Work instructions
A. Retype the stretch of the exome sequencing abstract below from "Cost-effectiveness of exome sequencing and" through "in low-risk pregnancies.".
B. Please extend the exome sequencing abstract below, picking up after its last sentence.

Extract to read
----

Cost-effectiveness of exome sequencing and chromosomal microarray for low-risk pregnancies.

Background: Chromosomal microarray analysis (CMA) has been central to prenatal genetic diagnosis, detecting copy number variants with a ∼1% yield in low-risk cases. Next-generation sequencing (NGS), including exome sequencing (ES), enhances diagnostic capabilities with higher yields (8.5-10%) but at greater cost and complexity. While ES's cost-effectiveness is studied in high-risk pregnancies, data for low-risk pregnancies remain lacking. This study evaluates the cost-effectiveness of ES in low-risk pregnancies.

Objective: This study aimed to investigate the cost-effectiveness of exome sequencing compared with chromosomal microarray analysis.

----

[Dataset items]
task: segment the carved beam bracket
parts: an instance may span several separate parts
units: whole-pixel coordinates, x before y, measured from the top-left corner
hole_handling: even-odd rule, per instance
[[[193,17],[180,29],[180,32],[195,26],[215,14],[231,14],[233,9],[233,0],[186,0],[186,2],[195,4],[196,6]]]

----

Outputs in order
A.
Cost-effectiveness of exome sequencing and chromosomal microarray for low-risk pregnancies.

Background: Chromosomal microarray analysis (CMA) has been central to prenatal genetic diagnosis, detecting copy number variants with a ∼1% yield in low-risk cases. Next-generation sequencing (NGS), including exome sequencing (ES), enhances diagnostic capabilities with higher yields (8.5-10%) but at greater cost and complexity. While ES's cost-effectiveness is studied in high-risk pregnancies, data for low-risk pregnancies remain lacking. This study evaluates the cost-effectiveness of ES in low-risk pregnancies.

B.
Study Design: Costs, utilities, and quality-adjusted life years were modeled for prenatal testing with chromosomal microarray analysis or chromosomal microarray analysis + exome sequencing. Average costs and utilities were discounted at 3%. In addition, 2 strategies for screening were compared using the Markovian decision analysis model: (1) chromosomal microarray analysis only (an abnormal result leads to a termination of pregnancy, and a normal test has a 1 to 160 chance of developing into a severe disorder) and (2) exome sequencing after a normal chromosomal microarray analysis (a positive result leads to a termination of pregnancy). Of note, 1-way sensitivity analysis was performed for all variables. The outcome measures included quality-adjusted life years after abortion, costs of chromosomal microarray analysis and exome sequencing, and health expenses of a critically ill infant. The time horizon of the model was 20 years.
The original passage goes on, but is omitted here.